Repeat the econometrics exercises word for word, from "Does it satisfy" to "1 through 8.".

__Quoted text__:

[BEGIN]

Write out the estimator \(\widehat{m}_{K}^{\prime}(x)\) of \(m^{\prime}(x)\).
Is \(\widehat{m}_{K}^{\prime}(x)\) is a linear function of the coefficient estimates?
Use Theorem \(20.8\) to obtain the asymptotic distribution of \(\widehat{m}_{K}^{\prime}(x)\).
Show how to construct standard errors and confidence intervals for \(\widehat{m}_{K}^{\prime}(x)\).
Exercise 20.7 Does rescaling \(Y\) or \(X\) (multiplying by a constant) affect the \(\mathrm{CV}(K)\) function? The \(K\) which minimizes it?
Exercise 20.8 Take the NPIV approximating equation (20.35) and error \(e_{K}\).
Does it satisfy \(\mathbb{E}\left[e_{K} \mid Z\right]=0\) ?
If \(L=K\) can you define \(\beta_{K}\) so that \(\mathbb{E}\left[Z_{K} e_{K}\right]=0\) ?
If \(L>K\) does \(\mathbb{E}\left[Z_{K} e_{K}\right]=0\) ?
Exercise 20.9 Take the cps09mar dataset (full sample). (a) Estimate a \(6^{\text {th }}\) order polynomial regression of \(\log (\) wage \()\) on experience. To reduce the ill-conditioned problem first rescale experience to lie in the interval \([0,1]\) before estimating the regression.
Plot the estimated regression function along with 95% pointwise confidence intervals.
Interpret the findings. How do you interpret the estimated function for experience levels above 65 ?
Exercise 20.10 Continuing the previous exercise, compute the cross-validation function (or alternatively the AIC) for polynomial orders 1 through 8.

[END]

__Material shown__:
[BEGIN]

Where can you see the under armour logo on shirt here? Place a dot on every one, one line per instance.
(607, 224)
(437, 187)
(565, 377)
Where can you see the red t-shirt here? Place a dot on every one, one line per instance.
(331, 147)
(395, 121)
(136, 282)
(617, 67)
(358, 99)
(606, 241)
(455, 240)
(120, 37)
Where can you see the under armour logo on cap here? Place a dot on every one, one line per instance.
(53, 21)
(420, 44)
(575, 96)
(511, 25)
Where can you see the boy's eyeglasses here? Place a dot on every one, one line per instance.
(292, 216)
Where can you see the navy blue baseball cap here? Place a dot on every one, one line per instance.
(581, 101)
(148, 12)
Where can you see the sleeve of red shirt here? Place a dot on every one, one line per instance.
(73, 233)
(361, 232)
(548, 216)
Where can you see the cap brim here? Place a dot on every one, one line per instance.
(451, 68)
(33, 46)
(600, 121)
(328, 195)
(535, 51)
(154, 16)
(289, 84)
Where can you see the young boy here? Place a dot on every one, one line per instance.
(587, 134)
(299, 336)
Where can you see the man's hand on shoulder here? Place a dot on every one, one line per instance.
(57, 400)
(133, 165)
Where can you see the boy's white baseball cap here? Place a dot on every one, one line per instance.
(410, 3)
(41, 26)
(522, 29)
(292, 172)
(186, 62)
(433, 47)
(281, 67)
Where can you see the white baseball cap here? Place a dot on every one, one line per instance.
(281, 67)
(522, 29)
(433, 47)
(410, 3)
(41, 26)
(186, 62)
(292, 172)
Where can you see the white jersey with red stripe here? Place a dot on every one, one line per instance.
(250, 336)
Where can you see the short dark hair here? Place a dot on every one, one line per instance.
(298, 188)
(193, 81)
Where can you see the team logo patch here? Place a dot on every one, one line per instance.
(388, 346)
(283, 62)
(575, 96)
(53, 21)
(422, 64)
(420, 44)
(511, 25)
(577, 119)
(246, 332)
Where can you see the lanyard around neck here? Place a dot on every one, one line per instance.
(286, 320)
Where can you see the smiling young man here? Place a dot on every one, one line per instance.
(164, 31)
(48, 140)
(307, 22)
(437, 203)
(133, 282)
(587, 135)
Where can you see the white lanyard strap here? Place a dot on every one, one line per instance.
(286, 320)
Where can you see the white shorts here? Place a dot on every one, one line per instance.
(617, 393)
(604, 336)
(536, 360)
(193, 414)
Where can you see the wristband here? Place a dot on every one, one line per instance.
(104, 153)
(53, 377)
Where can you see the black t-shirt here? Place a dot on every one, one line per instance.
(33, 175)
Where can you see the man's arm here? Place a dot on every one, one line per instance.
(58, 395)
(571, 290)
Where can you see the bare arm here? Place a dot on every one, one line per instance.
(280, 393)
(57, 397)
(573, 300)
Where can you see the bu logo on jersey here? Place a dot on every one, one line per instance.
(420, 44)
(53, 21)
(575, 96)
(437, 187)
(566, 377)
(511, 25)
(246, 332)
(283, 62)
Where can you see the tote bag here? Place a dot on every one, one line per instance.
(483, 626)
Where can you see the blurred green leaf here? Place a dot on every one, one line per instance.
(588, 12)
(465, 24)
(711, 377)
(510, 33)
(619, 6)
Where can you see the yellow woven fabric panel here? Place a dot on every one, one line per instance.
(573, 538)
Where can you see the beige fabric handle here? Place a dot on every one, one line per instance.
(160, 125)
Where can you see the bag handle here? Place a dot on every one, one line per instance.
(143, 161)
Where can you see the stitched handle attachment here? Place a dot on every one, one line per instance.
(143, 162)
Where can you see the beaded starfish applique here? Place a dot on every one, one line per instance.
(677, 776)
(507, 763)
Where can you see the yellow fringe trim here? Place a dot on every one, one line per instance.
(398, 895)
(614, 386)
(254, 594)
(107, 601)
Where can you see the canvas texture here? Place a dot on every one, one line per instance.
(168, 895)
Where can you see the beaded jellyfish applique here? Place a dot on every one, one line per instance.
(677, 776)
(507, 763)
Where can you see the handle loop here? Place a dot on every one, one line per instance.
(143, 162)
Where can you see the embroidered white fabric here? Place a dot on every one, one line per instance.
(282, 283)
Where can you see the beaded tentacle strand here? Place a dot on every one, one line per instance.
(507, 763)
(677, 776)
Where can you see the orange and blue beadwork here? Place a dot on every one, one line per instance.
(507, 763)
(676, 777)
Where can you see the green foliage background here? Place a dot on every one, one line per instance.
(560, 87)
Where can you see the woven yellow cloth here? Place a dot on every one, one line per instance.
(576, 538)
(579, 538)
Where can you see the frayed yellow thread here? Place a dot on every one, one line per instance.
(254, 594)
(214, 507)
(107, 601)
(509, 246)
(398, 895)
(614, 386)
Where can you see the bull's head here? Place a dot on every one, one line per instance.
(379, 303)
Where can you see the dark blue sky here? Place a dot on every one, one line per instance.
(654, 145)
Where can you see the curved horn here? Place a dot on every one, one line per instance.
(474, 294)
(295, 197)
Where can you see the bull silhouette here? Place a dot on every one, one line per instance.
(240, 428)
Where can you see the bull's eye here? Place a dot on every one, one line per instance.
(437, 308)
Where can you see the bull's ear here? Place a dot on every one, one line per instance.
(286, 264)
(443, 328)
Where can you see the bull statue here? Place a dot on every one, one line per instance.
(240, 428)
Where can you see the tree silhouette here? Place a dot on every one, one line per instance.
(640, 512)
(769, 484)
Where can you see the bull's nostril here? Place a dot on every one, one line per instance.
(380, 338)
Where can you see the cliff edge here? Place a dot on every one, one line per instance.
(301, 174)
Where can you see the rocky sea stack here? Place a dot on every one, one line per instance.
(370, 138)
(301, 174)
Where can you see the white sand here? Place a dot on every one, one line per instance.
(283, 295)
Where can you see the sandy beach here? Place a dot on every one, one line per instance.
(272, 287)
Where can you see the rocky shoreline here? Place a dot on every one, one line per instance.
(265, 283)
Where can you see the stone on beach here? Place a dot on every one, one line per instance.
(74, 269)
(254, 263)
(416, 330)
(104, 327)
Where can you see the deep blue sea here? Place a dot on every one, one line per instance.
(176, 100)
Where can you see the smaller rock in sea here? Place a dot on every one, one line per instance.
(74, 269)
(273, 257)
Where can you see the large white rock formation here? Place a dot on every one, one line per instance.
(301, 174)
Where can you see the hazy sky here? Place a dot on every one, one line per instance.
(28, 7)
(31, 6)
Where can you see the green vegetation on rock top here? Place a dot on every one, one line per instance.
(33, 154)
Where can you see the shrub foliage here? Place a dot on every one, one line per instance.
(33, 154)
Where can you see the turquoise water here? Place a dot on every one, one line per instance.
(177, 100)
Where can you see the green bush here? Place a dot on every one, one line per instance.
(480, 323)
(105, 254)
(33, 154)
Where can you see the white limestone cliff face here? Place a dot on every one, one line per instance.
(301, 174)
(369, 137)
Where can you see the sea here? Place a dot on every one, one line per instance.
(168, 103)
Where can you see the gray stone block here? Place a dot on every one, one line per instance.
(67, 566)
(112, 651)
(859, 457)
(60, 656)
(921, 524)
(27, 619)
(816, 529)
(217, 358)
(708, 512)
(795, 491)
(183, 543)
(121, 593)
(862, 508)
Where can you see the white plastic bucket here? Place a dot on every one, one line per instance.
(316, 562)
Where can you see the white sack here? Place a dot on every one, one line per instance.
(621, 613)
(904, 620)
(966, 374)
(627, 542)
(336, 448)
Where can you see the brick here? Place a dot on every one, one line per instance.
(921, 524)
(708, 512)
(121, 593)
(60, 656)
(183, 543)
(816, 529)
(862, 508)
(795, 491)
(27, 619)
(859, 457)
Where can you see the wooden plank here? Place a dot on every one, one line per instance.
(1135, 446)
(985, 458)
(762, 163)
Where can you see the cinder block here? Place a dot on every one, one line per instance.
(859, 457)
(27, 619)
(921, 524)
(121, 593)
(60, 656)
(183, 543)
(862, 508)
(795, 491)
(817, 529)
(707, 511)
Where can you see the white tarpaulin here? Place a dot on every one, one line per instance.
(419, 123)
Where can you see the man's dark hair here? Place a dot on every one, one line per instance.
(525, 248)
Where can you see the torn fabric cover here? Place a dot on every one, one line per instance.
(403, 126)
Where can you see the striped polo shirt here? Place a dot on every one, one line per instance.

[END]

__Solution to the exercise__:
Does it satisfy \(\mathbb{E}\left[e_{K} \mid Z\right]=0\) ?
If \(L=K\) can you define \(\beta_{K}\) so that \(\mathbb{E}\left[Z_{K} e_{K}\right]=0\) ?
If \(L>K\) does \(\mathbb{E}\left[Z_{K} e_{K}\right]=0\) ?
Exercise 20.9 Take the cps09mar dataset (full sample). (a) Estimate a \(6^{\text {th }}\) order polynomial regression of \(\log (\) wage \()\) on experience. To reduce the ill-conditioned problem first rescale experience to lie in the interval \([0,1]\) before estimating the regression.
Plot the estimated regression function along with 95% pointwise confidence intervals.
Interpret the findings. How do you interpret the estimated function for experience levels above 65 ?
Exercise 20.10 Continuing the previous exercise, compute the cross-validation function (or alternatively the AIC) for polynomial orders 1 through 8.